*Task to carry out*: Can you output the material exactly as written, minus any pictures it holds?

Start of Data shown

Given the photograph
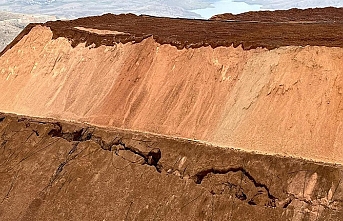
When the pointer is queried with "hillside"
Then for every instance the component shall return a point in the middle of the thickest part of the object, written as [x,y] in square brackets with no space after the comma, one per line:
[241,99]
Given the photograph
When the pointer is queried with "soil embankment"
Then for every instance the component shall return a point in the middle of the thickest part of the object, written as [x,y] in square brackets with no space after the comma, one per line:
[272,89]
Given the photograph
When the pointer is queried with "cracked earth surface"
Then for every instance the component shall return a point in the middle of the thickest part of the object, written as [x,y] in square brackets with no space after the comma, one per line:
[59,170]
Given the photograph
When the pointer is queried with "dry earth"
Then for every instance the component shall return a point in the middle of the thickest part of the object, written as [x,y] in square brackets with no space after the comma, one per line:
[263,87]
[55,170]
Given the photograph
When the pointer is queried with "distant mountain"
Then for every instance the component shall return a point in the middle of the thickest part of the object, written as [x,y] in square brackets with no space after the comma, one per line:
[11,25]
[287,4]
[81,8]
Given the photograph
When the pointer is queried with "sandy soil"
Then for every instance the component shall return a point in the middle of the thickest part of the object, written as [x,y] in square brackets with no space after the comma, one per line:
[283,101]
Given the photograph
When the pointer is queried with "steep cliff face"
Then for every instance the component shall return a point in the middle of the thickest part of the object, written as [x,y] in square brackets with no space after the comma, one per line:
[175,99]
[286,100]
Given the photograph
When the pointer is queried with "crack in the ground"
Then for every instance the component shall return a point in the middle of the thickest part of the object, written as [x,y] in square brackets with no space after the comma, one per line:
[84,134]
[153,156]
[239,194]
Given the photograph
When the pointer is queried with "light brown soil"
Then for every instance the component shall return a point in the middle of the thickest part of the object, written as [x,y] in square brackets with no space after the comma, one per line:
[285,101]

End of Data shown

*Answer to this problem*:
Given the photograph
When the pointer is queried with "hillside"
Then for every instance the component shall return a point in the middle of the thickest part of the object, written as [x,y] in square brackets with no space after the comma, one per line:
[241,99]
Given the photograph
When the pointer is queried with "soil embankment"
Then for every instance the component shall return a point in the middle of the thickest part of the object, written as [x,y] in square brackets with no space after the comma, one per line:
[272,89]
Given the photograph
When the pointer is queried with "cracked earth surface"
Then for every instance the component shall return a point in the middle of the thickest part of the object, written as [x,y] in square brackets with no space after the comma, one per line:
[59,170]
Given the photograph
When the pointer is queried with "dry earth"
Then for every instance the component shall return a point in the middle of the thickest part of the object, written as [x,y] in square brackets with no space after the comma, one per line:
[263,87]
[55,170]
Given the photograph
When the pointer is queried with "distant mountain"
Then for every instance the component shall return a point in the middle of the thickest part of the object, written as [x,y] in square brackets with no space after the comma, one per line:
[11,25]
[287,4]
[81,8]
Given the photograph
When the pointer is queried with "sandy soil"
Then for every instance the component shall return a point in the middle of the thickest part of the object, written as [x,y] in square brackets with no space after the comma, one per line:
[283,101]
Given the photograph
When the pointer is queried with "steep cliff face"
Then for every instance the component shall return a point in the middle of the thickest part of the object, written as [x,y] in square brackets with no space after the comma, one per line:
[175,99]
[286,100]
Given the photograph
When the pointer is queried with "crack in the ground"
Then for every instance the component shall return a point in the middle of the thickest part of the object, written as [x,y] in square brackets with no space after the comma, one per line:
[84,134]
[153,156]
[239,194]
Given the photograph
When the pointer is queried with "light brown soil"
Then for every instance the component shall return a point in the middle of the thickest part of the object, written as [x,y] in square brackets with no space after the comma, one per line:
[285,101]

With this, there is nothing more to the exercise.